Stated exercise – Count the lines in the listing below that contain the string "brown", where case counts, and give only that number.

--- Exercise inputs ---

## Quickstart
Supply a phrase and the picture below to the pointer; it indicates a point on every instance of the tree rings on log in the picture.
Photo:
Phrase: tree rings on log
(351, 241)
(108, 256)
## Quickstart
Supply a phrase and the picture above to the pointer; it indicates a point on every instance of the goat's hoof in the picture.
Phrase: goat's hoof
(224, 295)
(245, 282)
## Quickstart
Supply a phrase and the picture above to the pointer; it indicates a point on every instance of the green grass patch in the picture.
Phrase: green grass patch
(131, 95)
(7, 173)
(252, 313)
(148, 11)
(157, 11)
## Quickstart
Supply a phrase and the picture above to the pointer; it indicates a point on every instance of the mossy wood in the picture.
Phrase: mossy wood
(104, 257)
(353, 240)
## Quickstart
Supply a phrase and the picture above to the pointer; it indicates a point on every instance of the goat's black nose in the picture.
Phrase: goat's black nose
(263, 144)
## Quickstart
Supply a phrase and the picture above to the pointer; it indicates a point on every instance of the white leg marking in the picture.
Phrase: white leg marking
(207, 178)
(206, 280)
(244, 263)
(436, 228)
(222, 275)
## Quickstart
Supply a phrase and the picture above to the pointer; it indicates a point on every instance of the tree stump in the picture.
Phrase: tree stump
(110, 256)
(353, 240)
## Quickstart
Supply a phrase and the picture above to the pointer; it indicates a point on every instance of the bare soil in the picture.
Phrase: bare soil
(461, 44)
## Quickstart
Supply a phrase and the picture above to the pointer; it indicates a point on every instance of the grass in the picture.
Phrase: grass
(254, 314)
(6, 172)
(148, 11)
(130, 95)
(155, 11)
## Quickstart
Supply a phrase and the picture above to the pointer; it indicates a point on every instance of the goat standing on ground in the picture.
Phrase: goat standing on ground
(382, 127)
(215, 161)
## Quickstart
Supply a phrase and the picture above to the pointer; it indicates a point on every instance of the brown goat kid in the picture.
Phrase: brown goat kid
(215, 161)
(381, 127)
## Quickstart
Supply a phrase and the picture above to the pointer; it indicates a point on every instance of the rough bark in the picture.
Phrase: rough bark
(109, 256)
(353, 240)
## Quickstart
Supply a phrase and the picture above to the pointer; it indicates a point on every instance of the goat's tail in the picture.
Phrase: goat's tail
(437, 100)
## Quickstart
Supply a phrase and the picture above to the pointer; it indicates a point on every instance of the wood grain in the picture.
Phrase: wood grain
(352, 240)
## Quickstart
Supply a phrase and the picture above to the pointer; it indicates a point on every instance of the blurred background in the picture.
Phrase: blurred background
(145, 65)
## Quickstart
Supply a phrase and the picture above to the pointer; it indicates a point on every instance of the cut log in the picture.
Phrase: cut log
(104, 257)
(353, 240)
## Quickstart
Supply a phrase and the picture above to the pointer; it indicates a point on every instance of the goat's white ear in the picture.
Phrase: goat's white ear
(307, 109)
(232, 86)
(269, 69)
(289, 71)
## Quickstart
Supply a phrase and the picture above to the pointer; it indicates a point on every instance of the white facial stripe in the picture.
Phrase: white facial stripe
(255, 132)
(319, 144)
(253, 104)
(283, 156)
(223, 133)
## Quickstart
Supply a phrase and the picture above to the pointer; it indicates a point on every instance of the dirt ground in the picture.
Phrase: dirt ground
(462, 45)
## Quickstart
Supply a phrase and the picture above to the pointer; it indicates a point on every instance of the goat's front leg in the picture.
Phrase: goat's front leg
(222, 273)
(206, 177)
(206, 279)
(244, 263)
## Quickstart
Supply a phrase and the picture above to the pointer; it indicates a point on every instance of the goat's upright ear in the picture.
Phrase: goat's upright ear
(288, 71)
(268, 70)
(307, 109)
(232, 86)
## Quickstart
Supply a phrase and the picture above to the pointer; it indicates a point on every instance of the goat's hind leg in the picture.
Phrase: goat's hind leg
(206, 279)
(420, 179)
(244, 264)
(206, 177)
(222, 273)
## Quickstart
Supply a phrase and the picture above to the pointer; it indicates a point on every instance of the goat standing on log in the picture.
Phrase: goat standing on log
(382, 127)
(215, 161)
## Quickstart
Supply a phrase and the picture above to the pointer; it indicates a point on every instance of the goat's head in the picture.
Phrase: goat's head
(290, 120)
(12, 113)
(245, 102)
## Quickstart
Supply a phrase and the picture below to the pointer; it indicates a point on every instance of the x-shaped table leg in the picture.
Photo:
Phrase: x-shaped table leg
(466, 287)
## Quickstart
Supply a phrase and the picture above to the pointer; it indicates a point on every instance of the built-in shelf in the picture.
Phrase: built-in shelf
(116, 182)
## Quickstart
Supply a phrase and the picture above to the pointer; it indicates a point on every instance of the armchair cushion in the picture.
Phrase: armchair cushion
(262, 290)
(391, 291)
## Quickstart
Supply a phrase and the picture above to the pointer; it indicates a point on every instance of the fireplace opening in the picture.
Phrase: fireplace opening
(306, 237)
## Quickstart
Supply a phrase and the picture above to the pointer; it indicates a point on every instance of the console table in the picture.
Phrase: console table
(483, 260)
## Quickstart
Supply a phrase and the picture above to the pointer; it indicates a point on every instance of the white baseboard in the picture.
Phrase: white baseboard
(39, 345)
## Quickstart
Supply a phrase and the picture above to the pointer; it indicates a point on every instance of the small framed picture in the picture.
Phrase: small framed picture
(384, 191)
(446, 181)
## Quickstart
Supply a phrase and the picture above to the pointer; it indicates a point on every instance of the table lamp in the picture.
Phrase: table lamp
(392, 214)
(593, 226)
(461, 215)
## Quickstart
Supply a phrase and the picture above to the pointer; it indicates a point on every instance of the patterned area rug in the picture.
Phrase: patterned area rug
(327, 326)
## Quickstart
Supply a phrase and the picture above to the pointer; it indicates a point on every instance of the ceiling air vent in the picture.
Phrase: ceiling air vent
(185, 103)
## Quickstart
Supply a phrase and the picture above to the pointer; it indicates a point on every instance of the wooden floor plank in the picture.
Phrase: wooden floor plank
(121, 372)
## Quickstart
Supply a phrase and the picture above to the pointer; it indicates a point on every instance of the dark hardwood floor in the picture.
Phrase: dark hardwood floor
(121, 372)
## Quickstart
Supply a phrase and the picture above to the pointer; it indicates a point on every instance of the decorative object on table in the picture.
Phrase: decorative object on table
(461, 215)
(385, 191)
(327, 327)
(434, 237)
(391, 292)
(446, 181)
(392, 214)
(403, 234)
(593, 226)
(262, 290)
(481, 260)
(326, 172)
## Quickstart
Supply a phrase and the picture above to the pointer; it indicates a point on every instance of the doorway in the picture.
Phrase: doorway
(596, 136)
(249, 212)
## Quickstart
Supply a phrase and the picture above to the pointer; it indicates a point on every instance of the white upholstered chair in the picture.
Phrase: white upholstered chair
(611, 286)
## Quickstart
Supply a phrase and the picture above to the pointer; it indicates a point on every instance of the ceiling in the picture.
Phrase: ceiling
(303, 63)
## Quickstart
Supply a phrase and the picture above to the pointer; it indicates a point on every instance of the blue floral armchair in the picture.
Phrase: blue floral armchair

---

Right answer – 2